- THINGS TO DO
1 > Rewrite the post about therapy, starting with "I guess one" and going on through "done and practiced?", with "compassion" changed to "kindness".
2 > Write what comes next in the post about therapy, picking up after its final sentence.

[Opening EXTRACT PROVIDED section]

It’s a lot to take in (esp in this heat!) so I will come back to it.

I guess one immediate thought I have in response to your post is: I wonder if I actually need my T for this? I can read the book, I can think about the part and what she may have felt/needed, I can see about finding ways to connect/communicate/show compassion… I’m not suggesting at all that this stuff is easy. The fact that my head is whirling and that I know I need to revisit your post to properly think about it, tells me that this is hard stuff.

I just don’t know how my T really fits in.
 
I suppose the work you and your T have done has started you on this process?

and maybe future work is talking through what you have done and practiced?
 
I think I may be experiencing my pretty much annual: therapy is pointless, we’re not going anywhere, I don’t trust that she can ultimately really help me, I’m an idiot to just keep showing up week after week, year after year, paying her £1000s, this is a waste of time and money… It tends to happen autumn/winter…but todays session seems to have triggered these thoughts.

I don’t trust that she knows what to do with me.

I’ve booked in for another session next week. I think I might then take a break for a month or so over the summer. I could read the book instead.

[Closing EXTRACT PROVIDED section]
[Opening RECORDS SUPPLIED section]

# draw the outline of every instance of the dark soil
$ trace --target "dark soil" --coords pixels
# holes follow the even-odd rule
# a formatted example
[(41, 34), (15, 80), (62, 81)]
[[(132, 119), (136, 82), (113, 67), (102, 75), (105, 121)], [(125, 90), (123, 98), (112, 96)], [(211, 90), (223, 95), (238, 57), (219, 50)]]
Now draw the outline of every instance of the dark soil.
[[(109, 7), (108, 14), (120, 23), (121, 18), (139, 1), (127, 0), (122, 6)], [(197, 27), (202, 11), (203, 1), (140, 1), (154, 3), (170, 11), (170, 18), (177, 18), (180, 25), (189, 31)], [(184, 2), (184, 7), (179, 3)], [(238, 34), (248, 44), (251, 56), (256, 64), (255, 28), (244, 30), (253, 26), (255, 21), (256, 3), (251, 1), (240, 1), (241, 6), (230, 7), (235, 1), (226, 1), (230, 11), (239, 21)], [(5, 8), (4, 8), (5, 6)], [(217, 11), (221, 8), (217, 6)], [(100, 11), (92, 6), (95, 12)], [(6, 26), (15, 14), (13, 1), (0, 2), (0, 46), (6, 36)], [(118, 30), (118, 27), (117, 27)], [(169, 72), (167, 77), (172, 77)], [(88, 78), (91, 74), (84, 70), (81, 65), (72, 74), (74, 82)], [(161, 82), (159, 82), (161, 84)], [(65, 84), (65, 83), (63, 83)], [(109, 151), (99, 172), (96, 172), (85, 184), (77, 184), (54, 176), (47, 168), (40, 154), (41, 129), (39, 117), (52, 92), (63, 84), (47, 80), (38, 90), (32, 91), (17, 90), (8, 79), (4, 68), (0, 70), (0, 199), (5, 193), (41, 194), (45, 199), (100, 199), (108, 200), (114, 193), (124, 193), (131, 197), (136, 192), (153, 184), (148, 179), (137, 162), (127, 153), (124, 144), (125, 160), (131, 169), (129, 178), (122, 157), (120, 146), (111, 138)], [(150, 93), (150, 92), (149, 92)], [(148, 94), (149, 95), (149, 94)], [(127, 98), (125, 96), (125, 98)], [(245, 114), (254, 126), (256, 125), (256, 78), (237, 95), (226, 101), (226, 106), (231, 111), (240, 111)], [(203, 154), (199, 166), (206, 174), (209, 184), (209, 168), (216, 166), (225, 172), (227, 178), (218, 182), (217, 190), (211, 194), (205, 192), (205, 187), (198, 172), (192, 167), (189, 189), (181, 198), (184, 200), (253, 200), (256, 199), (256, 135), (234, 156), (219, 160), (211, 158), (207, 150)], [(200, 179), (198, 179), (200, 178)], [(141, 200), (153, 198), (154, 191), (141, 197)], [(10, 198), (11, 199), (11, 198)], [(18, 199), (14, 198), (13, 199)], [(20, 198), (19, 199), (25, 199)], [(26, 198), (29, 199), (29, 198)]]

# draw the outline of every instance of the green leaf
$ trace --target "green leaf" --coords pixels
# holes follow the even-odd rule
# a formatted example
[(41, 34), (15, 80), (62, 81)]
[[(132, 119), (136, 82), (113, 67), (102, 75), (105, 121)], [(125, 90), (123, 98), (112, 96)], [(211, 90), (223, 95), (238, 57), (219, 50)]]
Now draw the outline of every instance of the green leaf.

[Closing RECORDS SUPPLIED section]

- WRITTEN RESPONSES
1 >
I guess one immediate thought I have in response to your post is: I wonder if I actually need my T for this? I can read the book, I can think about the part and what she may have felt/needed, I can see about finding ways to connect/communicate/show kindness… I’m not suggesting at all that this stuff is easy. The fact that my head is whirling and that I know I need to revisit your post to properly think about it, tells me that this is hard stuff.

I just don’t know how my T really fits in.
 
I suppose the work you and your T have done has started you on this process?

and maybe future work is talking through what you have done and practiced?

2 >
I’m not sure I know the answer to this but if it helps:

With EMDR my teen wasn’t really letting me process things and be with her. In the memory my T asks that I do things to comfort her to (reintegrate?) connect and try to help her. She would yell and push me so I told him I wasn’t willing to work with the teen memories for the time being because her anger (especially as it was directed at me) scared me and I wasn’t getting anywhere. T felt this was important and maybe sitting with the anger would be helpful but I refused. Last week there was some success with the teen. I still got overwhelmed by her sadness but she let me comfort her and that felt like integrating her back in. We talked and she told me some of things she was experiencing and I held her while she cried. (Significant as I do not cry and pretty much didn’t as a kid) We’re not done and we might move to a different memory for a bit because with all I have to wade through the process is going to take a bit. Not sure if it helps but I do feel more at peace when the memory comes up.